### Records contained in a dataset
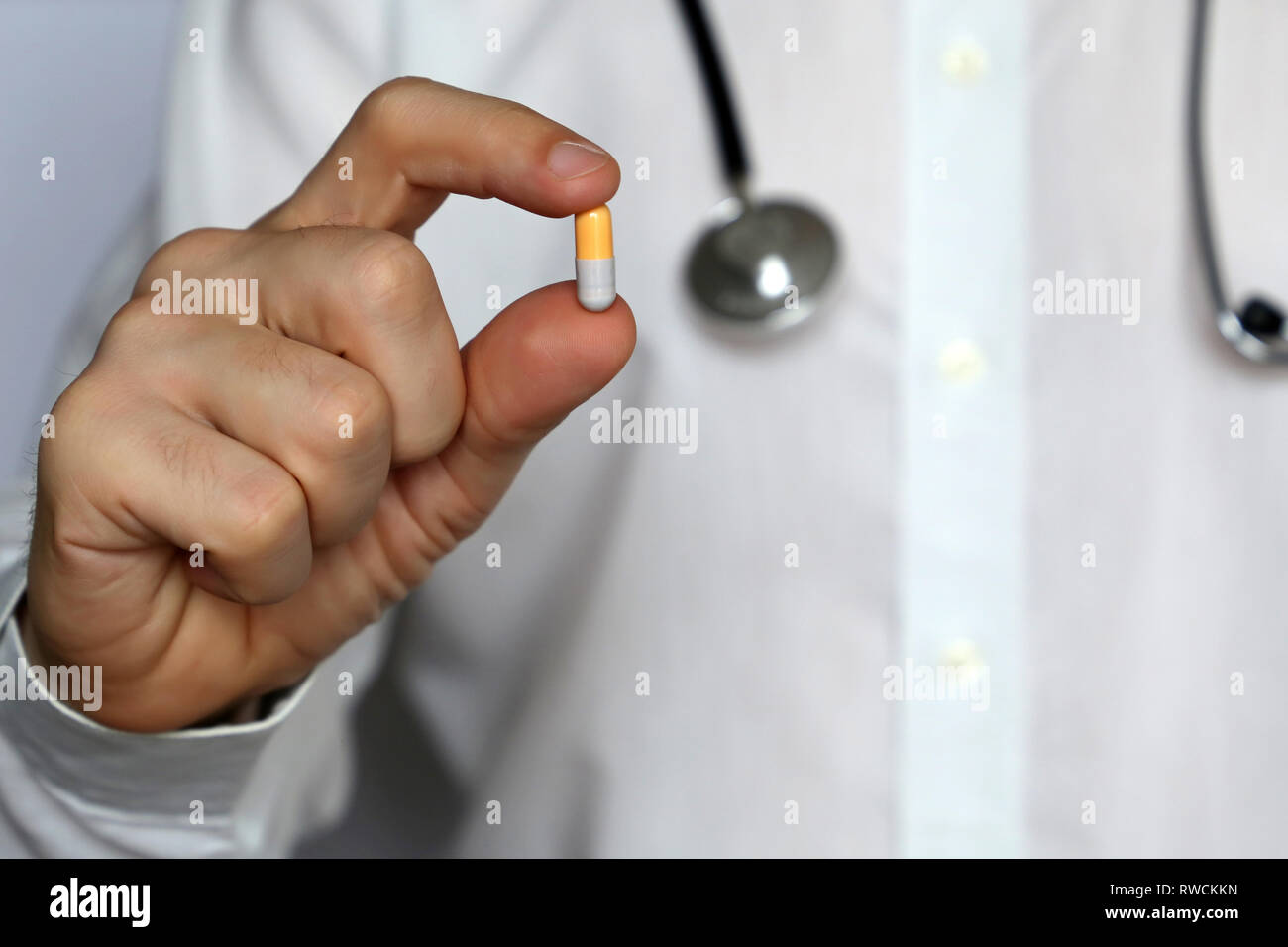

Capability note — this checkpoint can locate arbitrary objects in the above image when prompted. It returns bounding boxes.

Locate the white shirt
[0,0,1288,856]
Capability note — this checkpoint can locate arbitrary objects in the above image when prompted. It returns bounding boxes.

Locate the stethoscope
[679,0,840,331]
[679,0,1288,362]
[1186,0,1288,362]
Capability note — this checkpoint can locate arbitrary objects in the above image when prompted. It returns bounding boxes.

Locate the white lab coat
[0,0,1288,856]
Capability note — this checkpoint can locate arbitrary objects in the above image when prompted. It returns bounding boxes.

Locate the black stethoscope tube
[679,0,751,192]
[1185,0,1229,312]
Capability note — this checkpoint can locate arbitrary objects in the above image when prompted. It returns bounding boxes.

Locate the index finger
[255,77,621,237]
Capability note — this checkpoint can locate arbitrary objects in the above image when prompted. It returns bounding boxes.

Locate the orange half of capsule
[564,205,613,261]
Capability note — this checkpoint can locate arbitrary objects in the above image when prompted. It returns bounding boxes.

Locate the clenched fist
[22,78,635,730]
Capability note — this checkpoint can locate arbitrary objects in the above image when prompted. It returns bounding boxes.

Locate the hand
[23,78,635,730]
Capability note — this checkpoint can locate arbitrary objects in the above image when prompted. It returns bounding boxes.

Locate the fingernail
[546,142,608,180]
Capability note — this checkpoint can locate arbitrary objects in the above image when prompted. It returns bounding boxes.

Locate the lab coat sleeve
[0,0,406,857]
[0,549,382,857]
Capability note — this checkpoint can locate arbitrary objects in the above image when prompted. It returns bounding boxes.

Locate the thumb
[394,282,635,558]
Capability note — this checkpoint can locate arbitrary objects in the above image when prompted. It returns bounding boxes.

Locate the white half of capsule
[577,257,617,312]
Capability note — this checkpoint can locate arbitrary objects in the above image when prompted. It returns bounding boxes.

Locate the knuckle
[358,76,433,125]
[227,471,308,559]
[91,297,161,365]
[134,227,239,296]
[314,368,393,455]
[353,232,437,314]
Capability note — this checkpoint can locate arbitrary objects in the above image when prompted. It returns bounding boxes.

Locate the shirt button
[939,638,984,674]
[939,36,988,86]
[939,339,984,385]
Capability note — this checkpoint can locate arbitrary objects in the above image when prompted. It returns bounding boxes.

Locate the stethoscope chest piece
[686,197,838,331]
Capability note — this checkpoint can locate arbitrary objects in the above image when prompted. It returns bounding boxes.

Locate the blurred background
[0,0,183,479]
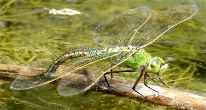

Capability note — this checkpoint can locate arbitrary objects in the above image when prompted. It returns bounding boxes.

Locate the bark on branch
[0,64,206,110]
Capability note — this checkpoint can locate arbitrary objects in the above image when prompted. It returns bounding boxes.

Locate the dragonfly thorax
[146,57,169,73]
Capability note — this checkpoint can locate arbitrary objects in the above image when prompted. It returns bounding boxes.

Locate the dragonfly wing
[130,5,198,48]
[10,48,132,94]
[94,7,151,46]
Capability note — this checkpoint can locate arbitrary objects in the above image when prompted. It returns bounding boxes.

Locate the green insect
[10,5,197,98]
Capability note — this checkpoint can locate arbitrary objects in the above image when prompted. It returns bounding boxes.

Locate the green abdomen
[120,49,152,70]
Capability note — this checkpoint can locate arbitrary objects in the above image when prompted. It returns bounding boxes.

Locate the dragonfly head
[147,57,169,73]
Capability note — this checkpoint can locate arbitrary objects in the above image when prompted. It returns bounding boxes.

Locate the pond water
[0,0,206,110]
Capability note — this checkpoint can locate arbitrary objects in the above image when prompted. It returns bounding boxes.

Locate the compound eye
[150,59,157,68]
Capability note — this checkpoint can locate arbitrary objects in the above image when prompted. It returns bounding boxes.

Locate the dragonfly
[10,5,198,97]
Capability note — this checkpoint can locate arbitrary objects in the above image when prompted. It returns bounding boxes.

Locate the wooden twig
[0,65,206,110]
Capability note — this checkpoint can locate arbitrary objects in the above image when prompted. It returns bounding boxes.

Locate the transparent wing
[130,5,198,48]
[94,7,151,46]
[10,48,132,94]
[58,53,132,96]
[94,5,197,48]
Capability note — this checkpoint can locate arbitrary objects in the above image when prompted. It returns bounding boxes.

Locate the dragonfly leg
[157,74,169,88]
[144,72,160,96]
[132,71,147,99]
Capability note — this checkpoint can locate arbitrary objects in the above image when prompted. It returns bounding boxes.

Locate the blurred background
[0,0,206,110]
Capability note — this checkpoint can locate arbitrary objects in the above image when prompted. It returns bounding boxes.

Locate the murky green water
[0,0,206,110]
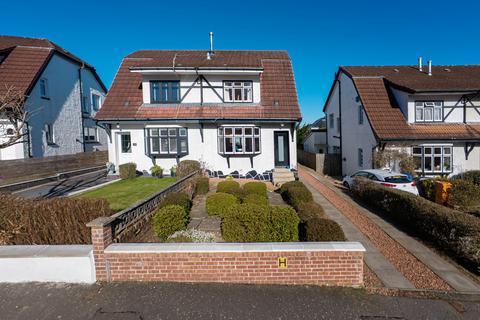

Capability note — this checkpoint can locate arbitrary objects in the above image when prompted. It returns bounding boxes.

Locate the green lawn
[79,177,176,212]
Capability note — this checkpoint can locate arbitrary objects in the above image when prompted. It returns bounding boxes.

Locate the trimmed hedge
[297,201,325,223]
[282,186,313,210]
[270,206,300,242]
[0,193,113,245]
[206,192,239,217]
[160,192,192,212]
[118,162,137,179]
[195,177,210,194]
[217,180,245,200]
[243,193,268,206]
[222,203,272,242]
[153,205,188,241]
[222,203,299,242]
[177,160,202,178]
[305,218,346,241]
[352,178,480,273]
[243,182,267,198]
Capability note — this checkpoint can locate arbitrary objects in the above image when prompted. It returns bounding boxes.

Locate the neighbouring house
[96,50,301,179]
[324,59,480,176]
[0,36,107,160]
[303,118,327,153]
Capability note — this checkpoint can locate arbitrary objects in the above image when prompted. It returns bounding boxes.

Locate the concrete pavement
[0,282,480,320]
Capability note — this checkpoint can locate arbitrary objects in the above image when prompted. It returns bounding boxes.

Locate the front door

### Goal of the exercise
Restate the data above word for word. Do not include the images.

### Result
Capability note — this checkpoint can locate arbitrary objects in the above image when prompted. It returns bounding boxes.

Locate the white shirt
[0,0,1288,856]
Capability note — this checkpoint can locate arbitrary objects in the above image when prompted. It returns bounding boxes.

Locate the stethoscope
[679,0,840,331]
[679,0,1288,362]
[1186,0,1288,362]
Capability note — this checkpoint can locate arbitrary objects in the above image when prompted. It returns bounding boxes.

Locate the white lab coat
[0,0,1288,856]
Capability note — this checkpoint can locate arbitrary objects in the above image when prompted. It returns bounding boxes.

Locate the black stethoscope tube
[679,0,751,192]
[1185,0,1229,312]
Capability note — this checkpoint can locate arbitrary objects in the above image when prompted. It returns bounding boxes.

Locate the index finger
[255,77,621,237]
Capability note — this checkpoint can locate arbitrary objects in the above image when prompted. It returns bounding boxes.

Locate the orange half of capsule
[564,205,613,261]
Capability note — this checkpoint can locate arbitrary objects in the above image when prompted. It returns bounding boxes.

Locate the clenched fist
[22,78,635,730]
Capability note — this checkpoint can locate arbitrary objects in the above image when prompted. It returns bounding boxes.

Locate the hand
[23,78,635,730]
Capability note — this checkpoint can locate arbitrary objects in the above image when prompted. It returns bounding boxes.

Locate the fingernail
[546,142,608,180]
Capability note — this checkpoint can locate arbitrary objects in the above image when prompted. It returns bounding boxes.

Locate the lab coat sleeve
[0,0,406,857]
[0,549,382,857]
Capability note — this checkpoint can locate arbitrary objects in the above image when prompted. It returns bounding boxes.

Locate the thumb
[394,282,635,558]
Capability note — this checkpoint can locate arbitrary objects in the above image when prompted. It returns bounding boxes.

Locate the white half of capsule
[577,257,617,312]
Capability note — this checkpoint can locate arbitrary objects in the above image when prompted. It returns bounding boxes.

Locate the knuckle
[358,76,433,125]
[227,471,308,559]
[91,297,161,365]
[134,227,239,296]
[314,368,393,455]
[353,232,437,314]
Capability note — this checkpoint can locate arbitrary objects in the above image when prompted. It returns bounding boxes.

Locate the shirt button
[939,638,984,674]
[939,36,988,86]
[939,339,984,385]
Capability note — this checkpoint can locate arbitrary objects in the above image when prompted. It returns bounding boxes.

Locate the stethoscope chest piece
[686,197,838,331]
Capability note — this checkpoint can locate arbitrary objects in the above image when prompted. It returns bounding boxes.

Locate the blurred background
[0,0,183,479]

Capability note — this checkpoint can locate arbitrary objects in the above image when prompted. It returns bounding boxes.

Locate the bark on branch
[0,64,206,110]
Capability note — this checkpoint can locate arbitrary objects in the above image when prompted. It returns bounding boxes.

Locate the dragonfly thorax
[146,57,169,73]
Capability note — this checkpoint can locate arbitrary objects in the above image when prompted. It returns bounding boxes.

Locate the dragonfly wing
[130,5,198,48]
[10,48,132,94]
[94,7,151,46]
Capability note — this checkpoint can locate arbitrary objects in the above image when prompted. It returns bounding boxes.

Locate the green insect
[10,5,197,98]
Capability note — this checkpoint can locate arbitrary objects in the above image when prompted. It returns bounding boxes.

Locate the green abdomen
[120,49,152,70]
Capability note — this checkpoint can locate arbitrary objects in the above image when prompted. It returns bounding boxes.

Locate the dragonfly head
[147,57,169,73]
Capability note — this checkpoint can locate arbitrary objects in the above image when prompted. It returns bounding boxes.

Locate the pond water
[0,0,206,110]
Capability note — this checkpoint can locate arbitrary objects in the above image when prompted. It returns bounding boxes.

Locate the compound eye
[150,59,157,68]
Capability note — this checkpoint can locate arbitrary objects in the above image when prompted. It returns bounding boxes.

Locate the dragonfly
[10,5,198,97]
Capability note — this checkpoint can locate arbitrary objects in the above image when prompted. It returns bounding boxes.

Locate the wooden twig
[0,65,206,110]
Capability note — this checkpoint can locate arbitrary objects in the above image when prompted. It returns bounding boxes.

Locate the transparent wing
[130,5,198,48]
[94,7,151,46]
[10,48,132,94]
[58,53,132,96]
[94,5,197,48]
Capability note — this checkpoint can locate arbitrary objects in the above image when prompted. It returns bounding boxes.

Locate the dragonfly leg
[157,74,169,88]
[144,72,160,96]
[132,71,147,99]
Capability note — this checkpoint can locate arbitrary objects in the above image when prompted. It returns bounding boxes.

Locate the blurred background
[0,0,206,110]
Capability note — this checkpoint can locate arbitrary objects in the above image when prompted. It returns bounding boxes.

Locate the murky green water
[0,0,206,110]

Capability note — this checkpoint can locate arbitrary objects in the above image when prompted. It returns bounding boxes.

Locate the green lawn
[79,177,176,212]
Capability note — this checkpoint can locate arbitrary objects in the above image when prompted. It returns bounding boxes.

Locate the trimmed hedge
[297,201,325,223]
[282,186,313,210]
[270,206,300,242]
[0,193,113,245]
[206,192,239,217]
[160,192,192,212]
[118,162,137,179]
[195,177,210,194]
[217,180,245,200]
[243,193,268,206]
[222,203,272,242]
[153,205,188,241]
[222,203,299,242]
[177,160,202,178]
[305,218,346,241]
[352,178,480,273]
[243,182,267,198]
Capability note — this checkpoint can locate arbitrary objects in the above image when prompted. It returns bounding boxes.

Locate the neighbouring house
[96,50,301,179]
[324,59,480,176]
[0,36,107,160]
[303,118,327,153]
Capability note — this checkpoint can locate arbitrary objects in the above image when prompted. It returns bounding boxes.

Locate the concrete pavement
[0,282,480,320]
Capability note — this checkpoint can locate arbitrary objects in the above image when prompted. It returns bounding boxes.

Locate the front door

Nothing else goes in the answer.